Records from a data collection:
===============

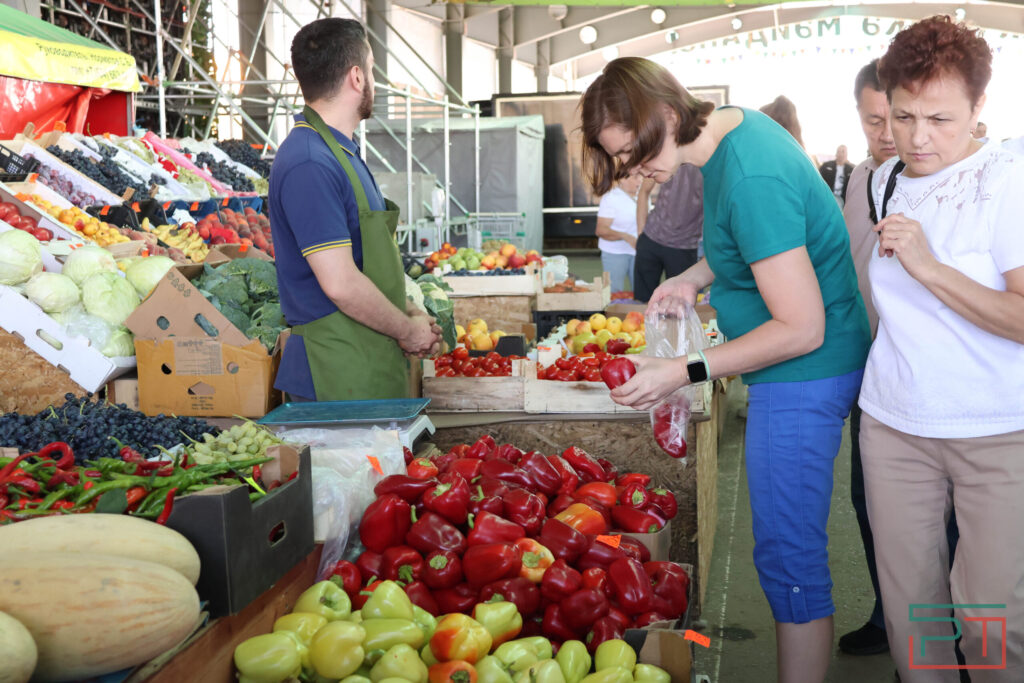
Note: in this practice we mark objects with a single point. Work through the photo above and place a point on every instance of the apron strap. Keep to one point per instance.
(339, 154)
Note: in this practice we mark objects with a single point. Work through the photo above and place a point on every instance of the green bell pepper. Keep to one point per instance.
(646, 673)
(400, 662)
(269, 657)
(573, 659)
(615, 652)
(388, 600)
(336, 650)
(326, 599)
(492, 670)
(384, 634)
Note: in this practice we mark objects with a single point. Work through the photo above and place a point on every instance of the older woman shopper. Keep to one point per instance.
(943, 390)
(785, 290)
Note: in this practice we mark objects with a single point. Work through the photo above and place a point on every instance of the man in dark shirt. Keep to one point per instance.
(669, 237)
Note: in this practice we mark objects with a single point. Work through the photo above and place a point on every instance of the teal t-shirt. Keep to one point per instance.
(763, 197)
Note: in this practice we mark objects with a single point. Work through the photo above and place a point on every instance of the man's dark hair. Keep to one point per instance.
(324, 52)
(867, 77)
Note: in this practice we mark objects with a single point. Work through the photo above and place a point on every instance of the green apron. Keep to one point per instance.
(348, 360)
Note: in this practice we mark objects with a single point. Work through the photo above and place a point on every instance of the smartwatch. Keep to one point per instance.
(696, 368)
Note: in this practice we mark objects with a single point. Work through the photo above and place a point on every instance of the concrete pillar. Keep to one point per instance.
(543, 68)
(455, 26)
(506, 49)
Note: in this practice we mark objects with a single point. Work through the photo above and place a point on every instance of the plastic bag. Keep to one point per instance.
(673, 331)
(345, 463)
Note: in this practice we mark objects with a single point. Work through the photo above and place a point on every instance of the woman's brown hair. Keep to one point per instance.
(629, 93)
(935, 47)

===============

Task goal - Copy the data word for word, from the line containing "bag. Keep to one point per instance." through the last line of the data.

Solution -
Note: in this practice we mark objects with a single point. Work through the photo above and place a point on every instance of the plastic bag. Keep to one point per instance.
(673, 331)
(345, 463)
Note: in this practice we mark objects with a single point. Work through the photo above and place a point on every instance of the woman's brown hair. Keep to one point per instance.
(629, 93)
(935, 47)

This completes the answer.